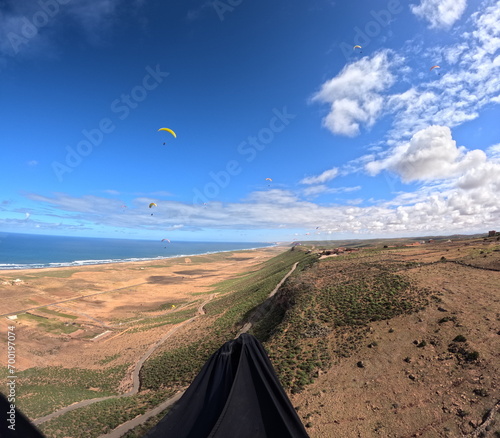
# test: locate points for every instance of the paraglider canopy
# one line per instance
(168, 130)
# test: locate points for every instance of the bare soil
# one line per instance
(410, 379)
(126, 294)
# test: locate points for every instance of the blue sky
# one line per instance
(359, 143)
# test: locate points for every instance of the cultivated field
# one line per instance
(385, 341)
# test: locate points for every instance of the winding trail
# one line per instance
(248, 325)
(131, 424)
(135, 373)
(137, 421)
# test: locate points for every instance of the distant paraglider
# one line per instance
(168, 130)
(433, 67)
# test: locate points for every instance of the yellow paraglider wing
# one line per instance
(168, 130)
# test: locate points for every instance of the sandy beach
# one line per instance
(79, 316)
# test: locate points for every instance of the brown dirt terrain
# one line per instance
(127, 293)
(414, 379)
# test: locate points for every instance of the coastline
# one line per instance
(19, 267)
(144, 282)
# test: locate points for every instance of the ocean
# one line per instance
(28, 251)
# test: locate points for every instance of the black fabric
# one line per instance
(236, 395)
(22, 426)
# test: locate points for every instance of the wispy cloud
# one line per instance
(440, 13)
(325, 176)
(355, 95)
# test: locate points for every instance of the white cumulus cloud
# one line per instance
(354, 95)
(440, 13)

* * *

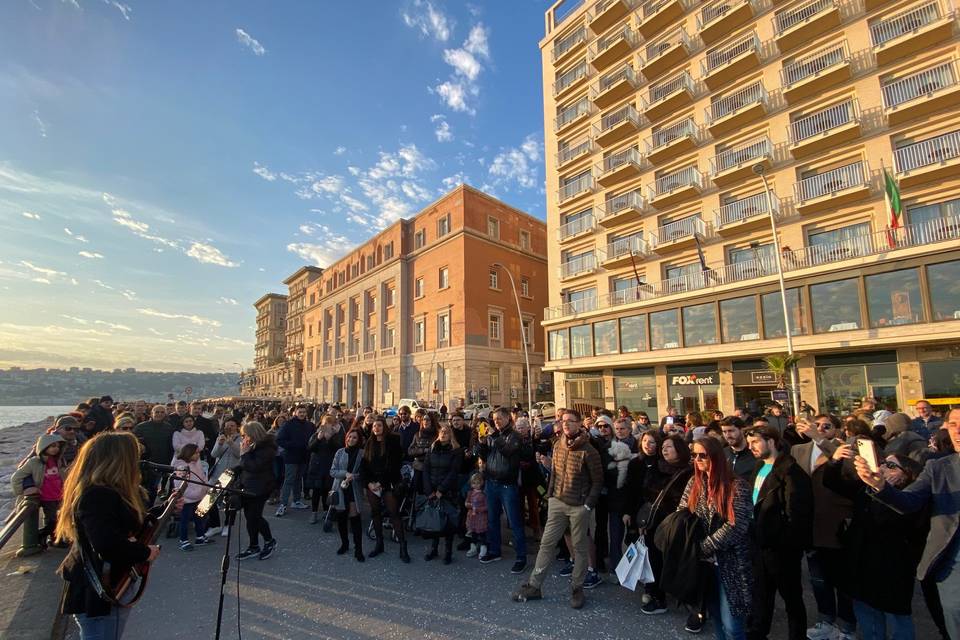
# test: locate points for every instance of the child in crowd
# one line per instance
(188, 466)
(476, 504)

WHAT THIS TASK INVOLVES: Count the lines in the material above that contain the string "cloud", matching case exactly. Reply with the number only.

COMPLETE RESPONSE: 2